» Exercise aim
Nothing in the listing should be altered when it is copied, and no picture goes into the copy.

══ Information shown ══

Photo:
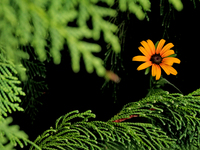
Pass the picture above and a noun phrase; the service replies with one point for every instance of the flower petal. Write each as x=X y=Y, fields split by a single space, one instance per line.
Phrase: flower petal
x=144 y=65
x=153 y=70
x=166 y=47
x=165 y=68
x=146 y=46
x=170 y=60
x=144 y=51
x=159 y=46
x=167 y=53
x=158 y=72
x=152 y=46
x=140 y=58
x=168 y=69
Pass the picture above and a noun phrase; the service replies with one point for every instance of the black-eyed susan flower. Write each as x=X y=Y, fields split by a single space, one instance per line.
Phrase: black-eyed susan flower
x=158 y=58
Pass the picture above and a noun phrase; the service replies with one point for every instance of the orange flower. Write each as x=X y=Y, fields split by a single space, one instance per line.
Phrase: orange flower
x=157 y=58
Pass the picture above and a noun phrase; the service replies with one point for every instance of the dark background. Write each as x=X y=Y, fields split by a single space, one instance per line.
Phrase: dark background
x=82 y=91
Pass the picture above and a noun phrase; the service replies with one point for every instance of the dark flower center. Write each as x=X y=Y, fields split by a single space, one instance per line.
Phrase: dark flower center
x=156 y=59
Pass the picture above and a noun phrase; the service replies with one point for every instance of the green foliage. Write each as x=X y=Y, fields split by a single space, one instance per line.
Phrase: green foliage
x=9 y=86
x=35 y=85
x=98 y=135
x=12 y=134
x=159 y=121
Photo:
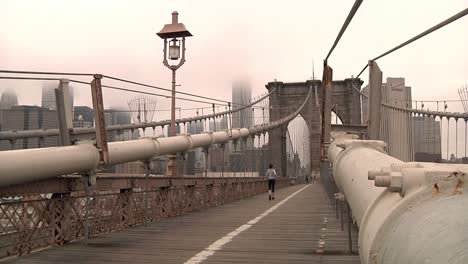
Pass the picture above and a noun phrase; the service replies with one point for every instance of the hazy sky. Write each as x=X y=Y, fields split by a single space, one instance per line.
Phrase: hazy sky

═══

» Your response
Photo:
Pass the picture above and a noun phrase; the service replies with one point for every instance of the flower petal. Write each as x=X y=Y, fields split by a single space, one instance per line.
Phrase: flower petal
x=144 y=65
x=153 y=70
x=166 y=47
x=165 y=68
x=146 y=46
x=170 y=60
x=144 y=51
x=159 y=46
x=167 y=53
x=158 y=72
x=152 y=46
x=140 y=58
x=168 y=69
Pass the picture above and a noun phrase; the service replies with one point for every instance of the black-eyed susan flower. Write each as x=X y=Y, fields split by a single space, one instance per line.
Phrase: black-eyed susan flower
x=158 y=58
Pass the picture above and a noun phrase; the service replies with one point for every instance of the orange flower. Write each as x=X y=Y, fields split by a single space, one instance per line.
Phrase: orange flower
x=157 y=58
Pass the picture above and a noun phrase; the service replies with one point for every instance of the dark background. Write each as x=X y=Y, fields split by a single space, one instance per line.
Phrase: dark background
x=82 y=91
Pass the picture above and a noun phrase; the service replies with one point for every instance of the dark flower center. Write each as x=X y=Y, fields split by a single space, one instance per line.
Phrase: dark flower center
x=156 y=59
Pass the picture above and a noun phrase; the service replies with one point for every instance of the green foliage. Write each as x=X y=Y, fields split by a single space, one instance per line.
Phrase: green foliage
x=9 y=86
x=35 y=85
x=98 y=135
x=12 y=134
x=159 y=121
Photo:
Pass the picture above and a noun phrase; the service replies with one point for every instance of the hazy sky. Write each as x=X y=Y, fields split by a single space, one instance per line.
Phrase: hazy sky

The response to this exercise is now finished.